-- PROVIDED RECORDS --
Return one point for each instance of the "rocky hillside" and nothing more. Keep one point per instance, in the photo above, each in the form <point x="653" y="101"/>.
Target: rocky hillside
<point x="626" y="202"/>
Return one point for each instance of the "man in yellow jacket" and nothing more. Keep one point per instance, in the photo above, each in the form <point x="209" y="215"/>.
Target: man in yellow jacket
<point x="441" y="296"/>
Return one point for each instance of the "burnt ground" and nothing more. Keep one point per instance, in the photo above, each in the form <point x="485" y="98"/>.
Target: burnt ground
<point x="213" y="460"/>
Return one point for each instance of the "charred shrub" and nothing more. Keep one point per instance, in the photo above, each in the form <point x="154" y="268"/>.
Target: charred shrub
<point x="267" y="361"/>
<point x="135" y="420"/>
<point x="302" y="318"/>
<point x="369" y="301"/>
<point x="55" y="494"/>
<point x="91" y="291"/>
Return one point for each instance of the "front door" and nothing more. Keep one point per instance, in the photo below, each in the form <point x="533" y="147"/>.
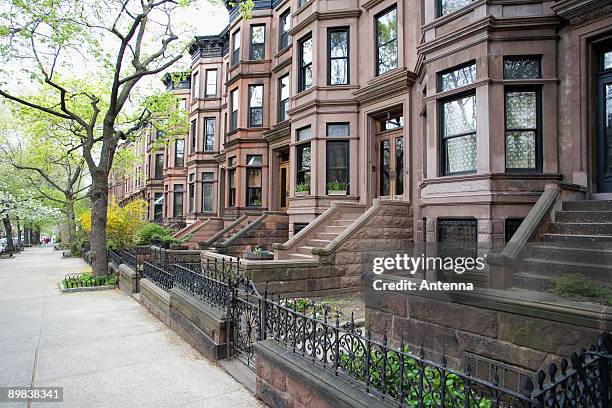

-- INSTRUCTIONS FOR THE TASK --
Rescale the material above by reproducing every line, requests included, with each x and y coordinate in the answer points multiplied by 1.15 and rounded to the nearest whole number, halves rounded up. The coordinates in the requests' format samples stay unchanged, and the pictures are left out of the answer.

-- FINAL ANSWER --
Return one point for each instance of the "rocky hillside" and nothing more. Keep one point per instance, in the photo above, each in the form <point x="653" y="101"/>.
Target: rocky hillside
<point x="720" y="232"/>
Return one point for each instance of the "man in yellow jacket" and nothing more. Keep one point per instance, in the photo above, each in the form <point x="209" y="215"/>.
Target: man in yellow jacket
<point x="507" y="340"/>
Return one point for each instance of the "burnt ground" and nothing more. Keep one point per instance, in the photo above, each in the form <point x="485" y="98"/>.
Target: burnt ground
<point x="245" y="529"/>
Return one point for each instance of the "charred shrub" and nothing more. Keep one point per instance, in the photo above, each in the form <point x="154" y="268"/>.
Target: charred shrub
<point x="307" y="415"/>
<point x="155" y="483"/>
<point x="347" y="366"/>
<point x="424" y="346"/>
<point x="63" y="568"/>
<point x="105" y="335"/>
Return one point for each instance of the "front door" and nothing more. Keep one point per instance, in the photo below, each in the form <point x="533" y="147"/>.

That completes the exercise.